What is expected
Rewrite the entries from the line containing "of the face" through the line containing "pixel 151 166", requests included, shifting every coordinate in the answers up by 13. Leave the pictures out of your version.

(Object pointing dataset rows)
————

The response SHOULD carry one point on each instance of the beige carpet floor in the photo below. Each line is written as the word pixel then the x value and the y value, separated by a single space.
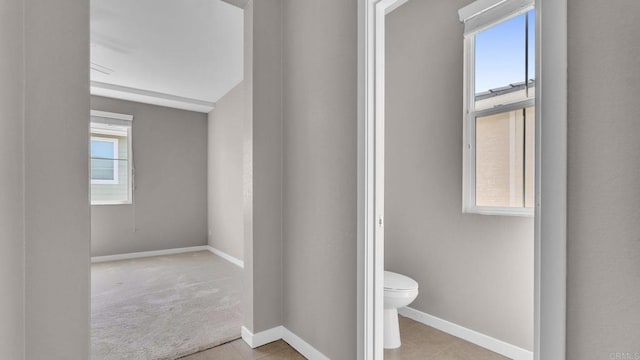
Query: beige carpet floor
pixel 163 307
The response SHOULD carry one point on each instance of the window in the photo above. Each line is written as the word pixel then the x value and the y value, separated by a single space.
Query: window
pixel 104 160
pixel 499 108
pixel 111 171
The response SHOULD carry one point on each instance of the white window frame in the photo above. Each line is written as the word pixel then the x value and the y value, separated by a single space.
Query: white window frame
pixel 130 167
pixel 483 18
pixel 116 176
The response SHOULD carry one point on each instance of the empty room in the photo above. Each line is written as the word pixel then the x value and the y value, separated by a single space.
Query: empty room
pixel 159 288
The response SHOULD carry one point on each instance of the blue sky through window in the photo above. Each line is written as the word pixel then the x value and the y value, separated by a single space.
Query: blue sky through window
pixel 500 53
pixel 102 149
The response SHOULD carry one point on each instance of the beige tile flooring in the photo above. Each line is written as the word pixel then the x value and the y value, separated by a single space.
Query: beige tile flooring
pixel 419 342
pixel 425 343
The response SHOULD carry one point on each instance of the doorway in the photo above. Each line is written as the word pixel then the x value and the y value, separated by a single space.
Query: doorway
pixel 550 170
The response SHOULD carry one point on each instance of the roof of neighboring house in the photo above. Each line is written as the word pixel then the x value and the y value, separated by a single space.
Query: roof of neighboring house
pixel 504 90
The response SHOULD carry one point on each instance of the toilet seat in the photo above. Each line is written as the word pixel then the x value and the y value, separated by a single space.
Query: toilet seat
pixel 398 282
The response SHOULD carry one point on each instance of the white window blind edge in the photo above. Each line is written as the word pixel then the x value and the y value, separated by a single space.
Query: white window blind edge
pixel 111 115
pixel 476 18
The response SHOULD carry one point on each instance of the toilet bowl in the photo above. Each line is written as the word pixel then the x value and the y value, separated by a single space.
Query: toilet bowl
pixel 399 291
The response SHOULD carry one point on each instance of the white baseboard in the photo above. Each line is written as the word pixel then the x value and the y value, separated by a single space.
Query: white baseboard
pixel 226 256
pixel 302 346
pixel 280 332
pixel 261 338
pixel 472 336
pixel 142 254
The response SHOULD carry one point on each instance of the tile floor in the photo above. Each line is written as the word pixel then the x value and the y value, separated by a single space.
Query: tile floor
pixel 419 342
pixel 425 343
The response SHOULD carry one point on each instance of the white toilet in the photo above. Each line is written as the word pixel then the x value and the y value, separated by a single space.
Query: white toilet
pixel 399 291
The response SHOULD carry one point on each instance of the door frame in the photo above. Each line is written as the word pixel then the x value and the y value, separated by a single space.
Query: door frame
pixel 551 177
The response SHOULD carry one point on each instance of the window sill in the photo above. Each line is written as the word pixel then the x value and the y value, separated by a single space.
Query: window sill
pixel 522 212
pixel 101 203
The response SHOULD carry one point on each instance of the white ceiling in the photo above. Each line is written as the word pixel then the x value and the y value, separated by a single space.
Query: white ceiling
pixel 178 53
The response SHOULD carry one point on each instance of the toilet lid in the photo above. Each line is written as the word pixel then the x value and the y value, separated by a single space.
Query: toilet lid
pixel 395 281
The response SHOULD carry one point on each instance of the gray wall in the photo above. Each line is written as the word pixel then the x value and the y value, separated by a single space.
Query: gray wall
pixel 603 286
pixel 225 213
pixel 56 134
pixel 320 155
pixel 473 270
pixel 262 166
pixel 11 182
pixel 169 202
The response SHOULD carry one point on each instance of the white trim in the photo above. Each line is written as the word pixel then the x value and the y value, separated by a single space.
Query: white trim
pixel 302 346
pixel 482 14
pixel 551 164
pixel 107 114
pixel 472 336
pixel 235 261
pixel 143 254
pixel 281 332
pixel 150 97
pixel 261 338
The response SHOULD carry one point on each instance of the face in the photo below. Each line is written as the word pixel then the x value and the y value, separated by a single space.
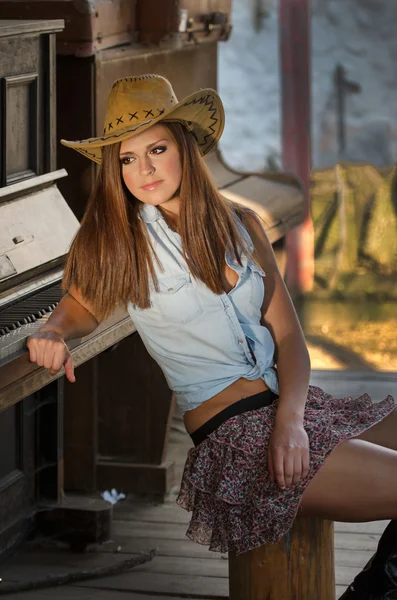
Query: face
pixel 151 166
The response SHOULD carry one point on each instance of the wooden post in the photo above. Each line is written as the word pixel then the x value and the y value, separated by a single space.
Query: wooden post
pixel 296 116
pixel 299 567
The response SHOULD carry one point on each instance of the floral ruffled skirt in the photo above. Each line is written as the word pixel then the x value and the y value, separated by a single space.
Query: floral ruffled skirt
pixel 226 484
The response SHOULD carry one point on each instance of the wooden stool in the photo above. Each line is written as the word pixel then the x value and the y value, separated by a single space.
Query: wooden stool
pixel 299 567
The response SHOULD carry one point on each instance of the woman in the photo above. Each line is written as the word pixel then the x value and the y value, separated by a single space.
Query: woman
pixel 201 283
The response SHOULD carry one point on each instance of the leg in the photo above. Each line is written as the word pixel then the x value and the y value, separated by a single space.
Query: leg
pixel 383 433
pixel 358 482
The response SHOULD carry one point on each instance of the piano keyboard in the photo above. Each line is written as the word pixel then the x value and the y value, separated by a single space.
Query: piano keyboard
pixel 15 341
pixel 22 319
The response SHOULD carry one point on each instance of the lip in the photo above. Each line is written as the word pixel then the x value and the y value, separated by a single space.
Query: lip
pixel 152 186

————

Result for this task
The response SHOULD carry one point on each instance of the face in the photo below. Each line is written as the word pixel then the x value and the y value, separated by a single space.
Query: face
pixel 164 179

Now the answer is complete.